= Passage shown =
Pimelea spectabilis, or bunjong, is a species of flowering plant in the family Thymelaeaceae and is endemic to the south-west of Western Australia. It is an erect shrub with very narrowly elliptic leaves and heads of white, pale pink or pale yellow flowers surrounded by 4 or 6 egg-shaped involucral bracts.

==Description==
Pimelea spectabilis is an erect shrub that typically grows to a height of 0.5–2 m and usually has a single stem at ground level. The leaves are narrowly or very narrowly elliptic, 11–55 mm long and 2–7 mm wide on a petiole 0.5–1.5 mm long. The upper surface is often bluish and the lower surface is a paler shade of green. The flowers are white, pale pink or pale yellow and arranged in heads on a peduncle 2–15 mm long, each flower on a hairy pedicel 1.5–2.0 mm long. The heads are surrounded by 4 or 6 egg-shaped to broadly egg-shaped, green to reddish involucral bracts 16–30 mm long and 9–20 mm wide. The flower tube is 13–19 mm long, the sepals 4–6 mm long, and the stamens are longer than the sepals. Flowering mainly occurs from September to November.

==Taxonomy==
Pimelea spectabilis was first formally described in 1839 by John Lindley in his A Sketch of the Vegetation of the Swan River Colony. The specific epithet (spectabilis) means "remarkable" or "spectacular".

==Distribution and habitat==
This pimelea usually grows on hills, often in jarrah forest, and occurs between Cape Naturaliste and the Fitzgerald River National Park in the Avon Wheatbelt, Esperance Plains, Jarrah Forest, Swan Coastal Plain and Warren bioregions of south-western Western Australia.

==Conservation status==
Pimelea sessilis is listed as "not threatened" by the Government of Western Australia Department of Biodiversity, Conservation and Attractions.

Saved entries:
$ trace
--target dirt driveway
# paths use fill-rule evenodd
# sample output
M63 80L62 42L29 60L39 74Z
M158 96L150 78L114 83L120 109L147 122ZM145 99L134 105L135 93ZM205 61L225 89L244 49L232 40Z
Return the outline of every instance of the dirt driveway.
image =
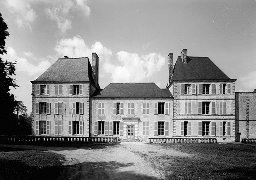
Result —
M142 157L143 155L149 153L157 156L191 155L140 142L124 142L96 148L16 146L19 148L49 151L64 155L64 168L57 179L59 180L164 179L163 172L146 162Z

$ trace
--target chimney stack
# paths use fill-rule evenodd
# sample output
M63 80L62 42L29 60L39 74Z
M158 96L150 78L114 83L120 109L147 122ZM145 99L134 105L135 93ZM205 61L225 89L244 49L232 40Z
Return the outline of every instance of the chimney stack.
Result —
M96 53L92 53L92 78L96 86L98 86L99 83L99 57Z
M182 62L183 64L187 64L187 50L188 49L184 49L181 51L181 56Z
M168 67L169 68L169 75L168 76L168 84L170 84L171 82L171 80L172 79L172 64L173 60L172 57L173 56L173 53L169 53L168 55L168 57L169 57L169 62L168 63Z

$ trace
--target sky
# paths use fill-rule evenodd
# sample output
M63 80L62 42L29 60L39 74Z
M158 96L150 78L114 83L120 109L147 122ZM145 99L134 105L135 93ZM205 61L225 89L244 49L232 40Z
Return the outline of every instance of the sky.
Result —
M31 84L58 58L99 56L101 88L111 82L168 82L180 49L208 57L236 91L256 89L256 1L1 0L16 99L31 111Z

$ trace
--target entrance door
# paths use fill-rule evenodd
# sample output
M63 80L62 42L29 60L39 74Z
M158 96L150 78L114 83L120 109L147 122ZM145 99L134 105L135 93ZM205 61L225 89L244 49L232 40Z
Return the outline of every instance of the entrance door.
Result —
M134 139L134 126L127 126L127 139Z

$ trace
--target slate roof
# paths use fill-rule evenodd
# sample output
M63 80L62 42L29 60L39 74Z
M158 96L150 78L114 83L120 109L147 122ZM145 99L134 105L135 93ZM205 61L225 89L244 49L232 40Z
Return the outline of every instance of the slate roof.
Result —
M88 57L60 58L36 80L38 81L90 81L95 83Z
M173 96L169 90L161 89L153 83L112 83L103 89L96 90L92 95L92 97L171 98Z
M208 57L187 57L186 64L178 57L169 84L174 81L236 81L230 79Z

==

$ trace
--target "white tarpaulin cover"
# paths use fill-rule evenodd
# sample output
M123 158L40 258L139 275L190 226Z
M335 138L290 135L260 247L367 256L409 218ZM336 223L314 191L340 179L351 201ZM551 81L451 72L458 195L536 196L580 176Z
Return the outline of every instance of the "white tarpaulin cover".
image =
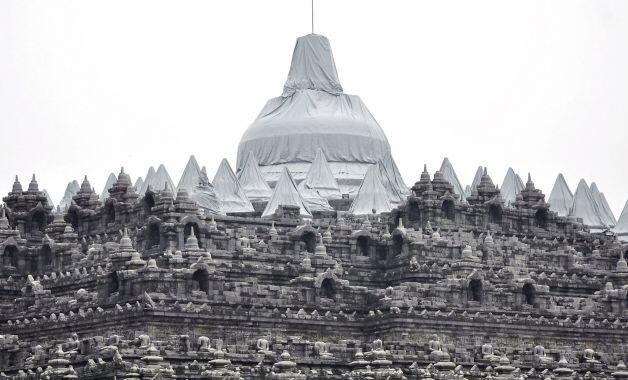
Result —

= Prompt A =
Please copy the stretch of the bunjong text from "Pimelea spectabilis, or" through "egg-shaped involucral bracts.".
= Prompt B =
Does the bunjong text agree with each statement below? Answer yes or no for each, quoting the words of the text that decide it.
(i) The leaves can be up to 55 mm long.
(ii) The plant flowers mainly from June to August.
(iii) John Lindley first formally described the species in 1839.

= Your solution A =
Pimelea spectabilis, or bunjong, is a species of flowering plant in the family Thymelaeaceae and is endemic to the south-west of Western Australia. It is an erect shrub with very narrowly elliptic leaves and heads of white, pale pink or pale yellow flowers surrounded by 4 or 6 egg-shaped involucral bracts.

= Your solution B =
(i) Yes: "11–55 mm long and 2–7 mm wide"
(ii) No: "Flowering mainly occurs from September to November."
(iii) Yes: "was first formally described in 1839 by John Lindley"